- Tarefas
A. Traduza para o inglês esta frase do texto sobre as paróquias de Bragança: "S. Vicente era da apresentação real, mas D. Sancho I cedeu desse direito em favor do concelho."
B. Por favor, dê seguimento ao texto sobre as paróquias de Bragança a partir da última frase apresentada.

S. Vicente, S. João, Santa Maria e S. Tiago são as quatro paróquias antigas em que se dividia Bragança ao tempo das Inquirições de D. Afonso III. S. Vicente era da apresentação real, mas D. Sancho I cedeu desse direito em favor do concelho.
Extinguindo-se a paróquia por falta de moradores, ficou reduzida a um benefício simples com obrigação de duas missas semanais. Em acto de visitação, o bispo de Miranda D. António Pinheiro mandou demolir o corpo da igreja por ameaçar ruína, e como a confraria de Santa Cruz se obrigava a reedificá-la, caso lhe fizessem doação dela, assim lho outorgou o mesmo prelado por escritura de 6 de Setembro de 1569, confirmada pela Nunciatura a 12 de Março de 1571 (546), podendo esta receber todas as esmolas, legados pios, etc., que lhe fossem deixados, e os beneficiados apenas as ofertadas com a expressa declaração a S. Vicente ou Santo Ildefonso, devendo haver sacrário para administração do Viático aos enfermos.
Esta confraria de Santa Cruz teve o piedoso exercício de enterrar os mortos antes da erecção das Misericórdias e estava erecta na antiga capela de Santa Catarina, depois encorporada na igreja de S. Francisco(547). Arruinando-se esta pelos anos de 1641 e suscitando-se dúvidas acerca da sua reedificação, os mesários, valendo-se da concessão do bispo Pinheiro, de que até aí ainda não usaram, transferiram-na para a igreja de S.Vicente.

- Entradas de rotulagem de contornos

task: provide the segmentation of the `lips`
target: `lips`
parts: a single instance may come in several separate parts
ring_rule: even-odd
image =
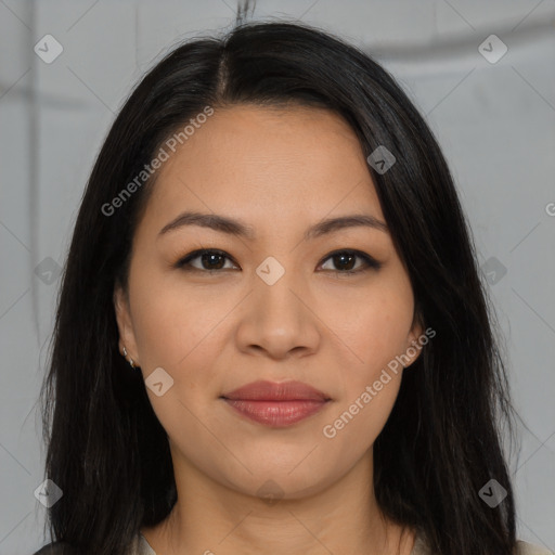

- Respostas esperadas
A. S. Vicente was under royal presentation, but Dom Sancho I gave up that right in favor of the municipality.

B.
«O bispo D. Antonio Pinheiro reformou esta confraria com Estatutos, e quasi a fundou de novo como consta do livro antigo da mesma e provisões juntas e lhe deve esta cidade a memoria, tanto da conservação da confraria, como deste templo, pela doação que lhe fez» (548).
Estes Estatutos vigoraram até Agosto de 1754, data daqueles por que agora se rege.
O actual templo foi reedificado pouco depois de 1683, por neste ano se ter arruinado o antigo, devido a cair sobre ele a alta e forte torre «como a das muralhas antigas» que tinha.
Venera-se nesta igreja a imagem chamada Santo Cristo, de extraordinária devoção entre os crentes. É antiquíssima e já veio da capela de Santa Catarina.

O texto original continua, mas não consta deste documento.